Text block →

Divorce Solutions

Question #200

I live in NY and have two children in the ’20s. My husband was having financial difficulties with his businesses in 2002. Instead of listening to his corporate lawyers’ advice, he left me a note that hinted at suicide and stated that he was leaving, and he just didn’t go. He became a missing person. The police found him four months later 300 miles from our house cooking at a restaurant and hanging out in the bars at night with a group of 20-year-olds
( we are in our 40’s). He left me with no income and an 18-year-old son in college. I had to get a job, and the banks foreclosed on his businesses because none of the companies were in my name and was never involved with them. This forced bankruptcy beyond my control.

Dataset records about object locations →
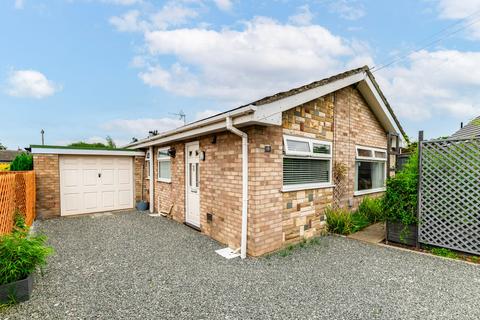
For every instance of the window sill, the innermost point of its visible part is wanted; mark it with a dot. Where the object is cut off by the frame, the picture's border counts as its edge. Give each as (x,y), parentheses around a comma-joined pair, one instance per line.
(369,191)
(310,186)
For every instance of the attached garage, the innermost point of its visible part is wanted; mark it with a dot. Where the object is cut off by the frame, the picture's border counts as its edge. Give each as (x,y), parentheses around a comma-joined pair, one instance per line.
(72,181)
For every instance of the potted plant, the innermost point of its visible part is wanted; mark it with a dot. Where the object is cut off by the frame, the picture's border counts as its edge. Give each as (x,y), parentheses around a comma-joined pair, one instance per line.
(400,204)
(20,255)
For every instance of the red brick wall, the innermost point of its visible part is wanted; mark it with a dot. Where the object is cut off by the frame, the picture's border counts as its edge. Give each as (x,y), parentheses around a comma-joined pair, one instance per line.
(47,179)
(275,218)
(355,124)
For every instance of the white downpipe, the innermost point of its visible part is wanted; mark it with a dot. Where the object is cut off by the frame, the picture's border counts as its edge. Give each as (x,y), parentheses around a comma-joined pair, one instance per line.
(244,136)
(151,180)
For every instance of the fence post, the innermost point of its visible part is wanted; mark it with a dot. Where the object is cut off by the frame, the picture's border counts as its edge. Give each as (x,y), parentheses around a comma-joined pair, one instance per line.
(419,185)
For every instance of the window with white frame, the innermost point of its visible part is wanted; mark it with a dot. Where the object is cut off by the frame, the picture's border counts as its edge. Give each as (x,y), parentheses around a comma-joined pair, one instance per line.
(307,163)
(371,170)
(147,164)
(164,165)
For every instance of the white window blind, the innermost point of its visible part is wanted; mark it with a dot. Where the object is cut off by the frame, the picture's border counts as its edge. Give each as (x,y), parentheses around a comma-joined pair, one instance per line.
(370,172)
(306,163)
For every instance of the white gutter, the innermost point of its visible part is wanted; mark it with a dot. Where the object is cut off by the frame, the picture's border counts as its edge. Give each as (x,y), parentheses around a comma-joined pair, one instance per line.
(215,123)
(244,136)
(151,180)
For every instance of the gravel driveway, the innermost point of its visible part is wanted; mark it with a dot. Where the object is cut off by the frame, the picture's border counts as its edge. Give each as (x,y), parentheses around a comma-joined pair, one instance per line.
(132,266)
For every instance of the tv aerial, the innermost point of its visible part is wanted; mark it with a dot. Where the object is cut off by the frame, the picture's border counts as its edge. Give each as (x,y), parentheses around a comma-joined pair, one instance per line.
(181,116)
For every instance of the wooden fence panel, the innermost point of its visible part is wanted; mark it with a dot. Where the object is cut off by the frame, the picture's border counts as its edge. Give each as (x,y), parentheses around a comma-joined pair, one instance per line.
(17,192)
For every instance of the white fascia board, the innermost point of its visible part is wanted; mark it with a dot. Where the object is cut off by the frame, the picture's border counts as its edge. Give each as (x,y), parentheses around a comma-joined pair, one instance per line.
(87,152)
(196,128)
(373,98)
(271,113)
(193,133)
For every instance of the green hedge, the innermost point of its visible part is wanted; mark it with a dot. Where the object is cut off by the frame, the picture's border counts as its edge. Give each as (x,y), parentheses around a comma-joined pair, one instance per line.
(400,200)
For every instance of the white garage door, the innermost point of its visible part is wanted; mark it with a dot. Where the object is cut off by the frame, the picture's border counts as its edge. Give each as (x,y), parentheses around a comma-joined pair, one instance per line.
(95,183)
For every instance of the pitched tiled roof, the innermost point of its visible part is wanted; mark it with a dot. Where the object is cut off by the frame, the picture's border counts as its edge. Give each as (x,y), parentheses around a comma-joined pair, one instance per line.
(471,130)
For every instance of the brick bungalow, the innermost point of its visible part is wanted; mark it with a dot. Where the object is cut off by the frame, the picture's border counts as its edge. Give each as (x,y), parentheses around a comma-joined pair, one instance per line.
(260,176)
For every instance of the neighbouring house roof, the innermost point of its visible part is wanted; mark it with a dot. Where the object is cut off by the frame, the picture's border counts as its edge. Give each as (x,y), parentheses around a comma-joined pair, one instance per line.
(471,130)
(44,149)
(267,111)
(8,155)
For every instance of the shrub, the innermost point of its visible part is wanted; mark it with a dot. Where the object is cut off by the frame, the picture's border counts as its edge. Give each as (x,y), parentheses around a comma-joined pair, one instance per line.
(21,253)
(372,209)
(444,252)
(22,162)
(400,200)
(339,220)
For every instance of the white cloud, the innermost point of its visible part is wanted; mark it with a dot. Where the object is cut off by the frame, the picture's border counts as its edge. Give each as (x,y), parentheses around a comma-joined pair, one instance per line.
(348,9)
(129,22)
(438,83)
(239,65)
(19,4)
(303,16)
(123,2)
(170,15)
(30,83)
(225,5)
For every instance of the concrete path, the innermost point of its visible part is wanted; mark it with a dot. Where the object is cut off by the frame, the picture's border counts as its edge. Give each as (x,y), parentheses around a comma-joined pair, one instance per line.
(372,234)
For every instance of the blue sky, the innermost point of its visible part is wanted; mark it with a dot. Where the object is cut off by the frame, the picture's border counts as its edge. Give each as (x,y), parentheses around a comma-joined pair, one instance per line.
(85,69)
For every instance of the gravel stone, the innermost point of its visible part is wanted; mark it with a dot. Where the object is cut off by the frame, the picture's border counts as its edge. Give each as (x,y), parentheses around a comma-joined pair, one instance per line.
(132,266)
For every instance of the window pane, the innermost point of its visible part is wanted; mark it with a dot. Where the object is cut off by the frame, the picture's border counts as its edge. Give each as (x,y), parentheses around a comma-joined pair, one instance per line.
(370,175)
(164,169)
(381,154)
(321,148)
(364,153)
(294,145)
(300,171)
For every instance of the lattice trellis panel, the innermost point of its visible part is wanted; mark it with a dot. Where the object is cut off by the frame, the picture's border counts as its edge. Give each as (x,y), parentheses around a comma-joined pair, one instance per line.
(450,194)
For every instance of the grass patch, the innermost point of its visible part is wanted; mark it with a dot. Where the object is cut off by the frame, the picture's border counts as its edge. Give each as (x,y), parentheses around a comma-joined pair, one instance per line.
(305,243)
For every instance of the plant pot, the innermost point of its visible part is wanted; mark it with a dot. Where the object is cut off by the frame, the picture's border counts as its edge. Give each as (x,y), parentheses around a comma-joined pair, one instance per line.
(142,205)
(17,291)
(399,233)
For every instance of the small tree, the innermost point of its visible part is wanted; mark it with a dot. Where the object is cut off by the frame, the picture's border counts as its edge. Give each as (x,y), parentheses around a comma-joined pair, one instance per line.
(22,162)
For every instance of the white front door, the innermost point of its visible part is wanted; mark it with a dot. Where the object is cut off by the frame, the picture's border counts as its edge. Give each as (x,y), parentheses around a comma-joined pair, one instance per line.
(95,183)
(192,175)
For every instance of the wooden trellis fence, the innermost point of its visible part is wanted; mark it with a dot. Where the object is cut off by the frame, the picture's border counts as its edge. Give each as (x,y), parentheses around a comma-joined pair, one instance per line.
(17,192)
(449,194)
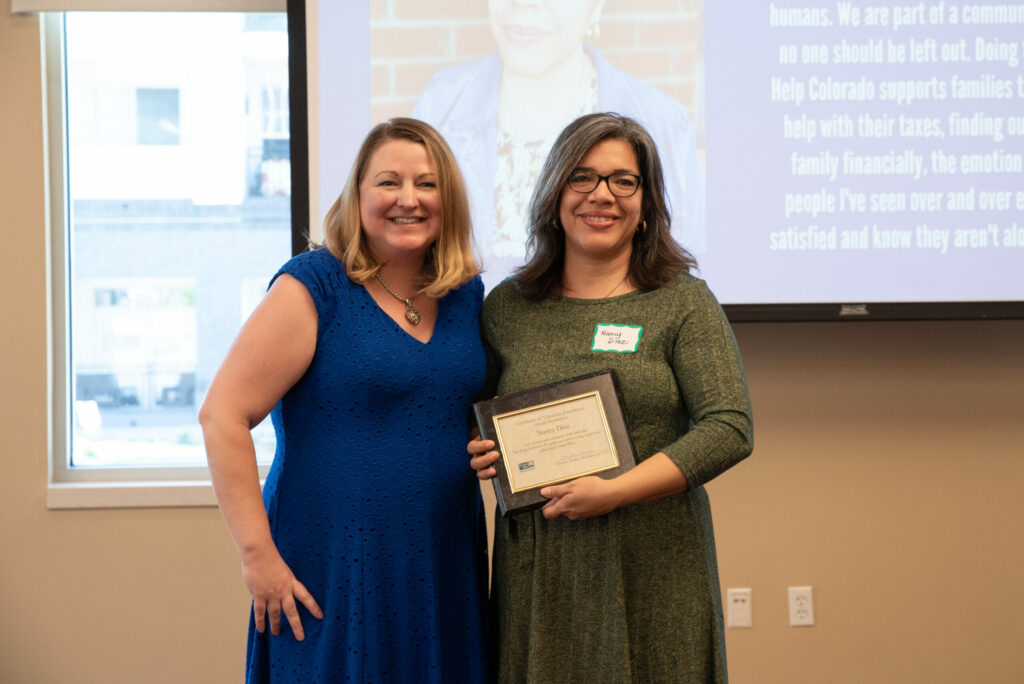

Instruction 1 →
Answer these questions from the divorce question:
(a) How many months passed before the police found the husband?
(b) How many miles from the house was he found?
(c) What did the writer have to do after being left with no income?
Instruction 2 →
Repeat the part of the divorce question starting with "I live in NY" and going on through "beyond my control.".

Full solution 1 →
(a) Four months.
(b) 300 miles.
(c) Get a job.

Full solution 2 →
I live in NY and have two children in the ’20s. My husband was having financial difficulties with his businesses in 2002. Instead of listening to his corporate lawyers’ advice, he left me a note that hinted at suicide and stated that he was leaving, and he just didn’t go. He became a missing person. The police found him four months later 300 miles from our house cooking at a restaurant and hanging out in the bars at night with a group of 20-year-olds
( we are in our 40’s). He left me with no income and an 18-year-old son in college. I had to get a job, and the banks foreclosed on his businesses because none of the companies were in my name and was never involved with them. This forced bankruptcy beyond my control.